— Start Entries —
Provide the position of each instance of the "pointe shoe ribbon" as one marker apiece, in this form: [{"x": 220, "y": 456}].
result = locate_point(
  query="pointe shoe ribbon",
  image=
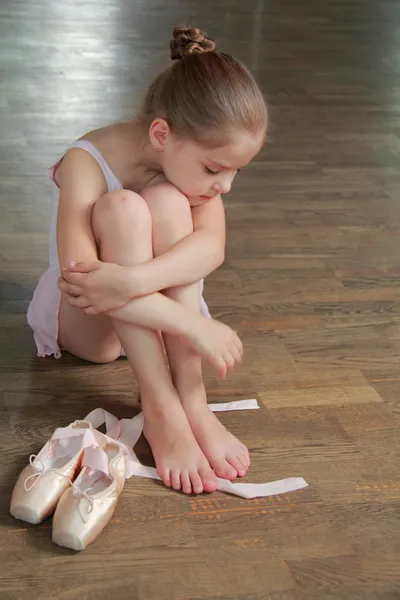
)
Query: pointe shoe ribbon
[
  {"x": 129, "y": 431},
  {"x": 43, "y": 481},
  {"x": 87, "y": 506}
]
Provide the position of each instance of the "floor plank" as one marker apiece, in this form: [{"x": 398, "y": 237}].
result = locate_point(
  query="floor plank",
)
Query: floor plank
[{"x": 310, "y": 283}]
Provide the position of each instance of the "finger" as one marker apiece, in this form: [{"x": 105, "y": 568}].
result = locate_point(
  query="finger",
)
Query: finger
[
  {"x": 235, "y": 353},
  {"x": 229, "y": 361},
  {"x": 80, "y": 302},
  {"x": 68, "y": 288},
  {"x": 84, "y": 266},
  {"x": 238, "y": 345},
  {"x": 75, "y": 278},
  {"x": 220, "y": 366},
  {"x": 91, "y": 310}
]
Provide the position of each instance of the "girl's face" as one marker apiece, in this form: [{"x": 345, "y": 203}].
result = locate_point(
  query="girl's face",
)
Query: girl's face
[{"x": 202, "y": 172}]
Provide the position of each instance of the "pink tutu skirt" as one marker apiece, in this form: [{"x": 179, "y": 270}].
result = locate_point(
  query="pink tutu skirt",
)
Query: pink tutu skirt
[{"x": 43, "y": 313}]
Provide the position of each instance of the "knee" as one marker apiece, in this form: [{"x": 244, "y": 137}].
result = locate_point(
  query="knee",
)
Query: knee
[
  {"x": 123, "y": 208},
  {"x": 169, "y": 208},
  {"x": 101, "y": 355}
]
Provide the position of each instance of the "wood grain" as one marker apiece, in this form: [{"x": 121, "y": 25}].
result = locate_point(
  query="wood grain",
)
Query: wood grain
[{"x": 310, "y": 282}]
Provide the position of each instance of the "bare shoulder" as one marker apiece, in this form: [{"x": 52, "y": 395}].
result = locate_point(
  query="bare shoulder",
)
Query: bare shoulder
[{"x": 79, "y": 174}]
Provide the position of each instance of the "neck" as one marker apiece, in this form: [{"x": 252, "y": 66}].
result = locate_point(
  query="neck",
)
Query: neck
[{"x": 145, "y": 158}]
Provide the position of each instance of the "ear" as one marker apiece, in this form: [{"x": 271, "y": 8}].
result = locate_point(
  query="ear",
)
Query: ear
[{"x": 159, "y": 132}]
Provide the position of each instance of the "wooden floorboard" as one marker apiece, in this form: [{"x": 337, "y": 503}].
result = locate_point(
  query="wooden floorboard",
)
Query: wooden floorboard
[{"x": 310, "y": 282}]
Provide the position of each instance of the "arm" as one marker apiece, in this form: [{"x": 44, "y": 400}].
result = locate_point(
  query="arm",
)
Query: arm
[
  {"x": 192, "y": 258},
  {"x": 81, "y": 183}
]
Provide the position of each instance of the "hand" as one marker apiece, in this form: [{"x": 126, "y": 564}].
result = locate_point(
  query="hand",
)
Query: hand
[
  {"x": 96, "y": 287},
  {"x": 218, "y": 343}
]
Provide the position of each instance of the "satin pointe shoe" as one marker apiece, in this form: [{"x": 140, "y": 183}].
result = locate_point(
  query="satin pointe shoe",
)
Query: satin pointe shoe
[
  {"x": 41, "y": 484},
  {"x": 87, "y": 506}
]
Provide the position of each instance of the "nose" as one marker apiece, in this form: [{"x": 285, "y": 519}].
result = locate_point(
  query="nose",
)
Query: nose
[{"x": 223, "y": 186}]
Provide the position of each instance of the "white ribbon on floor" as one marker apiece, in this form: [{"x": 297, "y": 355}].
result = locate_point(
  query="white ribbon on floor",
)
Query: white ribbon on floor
[{"x": 127, "y": 432}]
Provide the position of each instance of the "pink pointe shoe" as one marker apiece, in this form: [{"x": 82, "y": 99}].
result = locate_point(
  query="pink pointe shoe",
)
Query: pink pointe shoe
[
  {"x": 41, "y": 484},
  {"x": 87, "y": 506}
]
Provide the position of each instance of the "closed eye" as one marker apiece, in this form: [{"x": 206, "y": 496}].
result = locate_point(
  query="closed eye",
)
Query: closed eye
— End Entries —
→ Task requirements: The records above need to be given again exactly. Omit the pictures.

→ Answer:
Provide the position of each instance of the "pointe shoe ribbon" as one marker apiece, in this form: [{"x": 220, "y": 456}].
result = locate_point(
  query="pointe shoe ribbon",
  image=
)
Query: pointe shoe ribbon
[
  {"x": 129, "y": 431},
  {"x": 43, "y": 481},
  {"x": 87, "y": 506}
]
Provide the position of each instance of the "floor plank" as one marker apiece, in this form: [{"x": 398, "y": 237}].
result = locate_point(
  query="floor plank",
)
Query: floor plank
[{"x": 310, "y": 283}]
Provide the position of each instance of the "finger" as one marker apiece, in this form: [{"x": 105, "y": 568}].
result = locate_point(
  query="finger",
)
Query: finger
[
  {"x": 235, "y": 353},
  {"x": 229, "y": 361},
  {"x": 80, "y": 302},
  {"x": 68, "y": 288},
  {"x": 84, "y": 266},
  {"x": 238, "y": 345},
  {"x": 75, "y": 278},
  {"x": 220, "y": 366},
  {"x": 91, "y": 310}
]
Provide the position of each instance of the "girl's face" as one marker apiece, in this form: [{"x": 345, "y": 203}].
result = locate_point(
  query="girl's face",
)
Query: girl's face
[{"x": 202, "y": 172}]
Provide the position of each instance of the "pink tutu skirt" as one marker apiece, in this form: [{"x": 179, "y": 270}].
result = locate_point(
  query="pink tutu skirt",
)
Query: pink tutu skirt
[{"x": 43, "y": 313}]
Provide the position of each instance of the "knee" as one marker apiece, in this form: [{"x": 244, "y": 137}].
result = locate_point(
  query="knee",
)
Query: knee
[
  {"x": 123, "y": 208},
  {"x": 169, "y": 208},
  {"x": 101, "y": 355}
]
Provide the position of each instance of the "wood grain" as one marker apiece, in this form: [{"x": 121, "y": 25}].
result = locate_point(
  query="wood grain",
)
Query: wood grain
[{"x": 310, "y": 282}]
Provide the position of each instance of the "bare shoulder" as one marker apiece, in this form: [{"x": 52, "y": 395}].
result = locate_point(
  query="bare shoulder",
)
Query: bare shoulder
[{"x": 79, "y": 174}]
Provide the position of each instance of the "neck" as one marker apiece, in this form: [{"x": 252, "y": 66}].
result = locate_point(
  query="neck",
)
Query: neck
[{"x": 145, "y": 158}]
Provide the position of each instance of the "ear" as one marker apiece, in this form: [{"x": 271, "y": 8}].
result = locate_point(
  query="ear",
)
Query: ear
[{"x": 159, "y": 132}]
Provide the position of each instance of the "wooden floorboard" as one marker apiece, in this form: [{"x": 337, "y": 503}].
result = locate_point(
  query="wooden floorboard",
)
Query: wooden floorboard
[{"x": 310, "y": 282}]
Provide the position of each instance of the "arm" as one marker apiece, in this form: [{"x": 44, "y": 400}].
result = locate_point(
  query="arm",
)
Query: arm
[
  {"x": 192, "y": 258},
  {"x": 81, "y": 183}
]
Provide the position of each instance of the "hand" as one marker apiece, in this form: [{"x": 126, "y": 564}].
result = locate_point(
  query="hand",
)
Query: hand
[
  {"x": 96, "y": 287},
  {"x": 218, "y": 343}
]
Provide the position of each instance of the "satin pointe shoe" as one marker apiece, in this form: [{"x": 140, "y": 183}].
result = locate_point(
  query="satin pointe shoe",
)
Query: satin pointe shoe
[
  {"x": 41, "y": 484},
  {"x": 87, "y": 506}
]
Provide the position of each instance of the "nose" as one marker apiece, in this form: [{"x": 285, "y": 519}].
result = locate_point(
  query="nose",
)
Query: nose
[{"x": 223, "y": 186}]
Provide the position of each instance of the "white ribbon on floor" as one marker apiece, in this form: [{"x": 297, "y": 355}].
result = locate_point(
  query="white ribbon on floor",
)
Query: white ribbon on floor
[{"x": 127, "y": 432}]
Provide the position of each instance of the "pink pointe shoe" as one marker apiece, in this form: [{"x": 82, "y": 99}].
result = locate_point(
  query="pink pointe shoe",
)
Query: pink pointe shoe
[
  {"x": 41, "y": 484},
  {"x": 87, "y": 506}
]
Provide the position of each instance of the "closed eye" as one marker apiece, in this form: [{"x": 206, "y": 496}].
result = locate_point(
  query="closed eye",
)
Query: closed eye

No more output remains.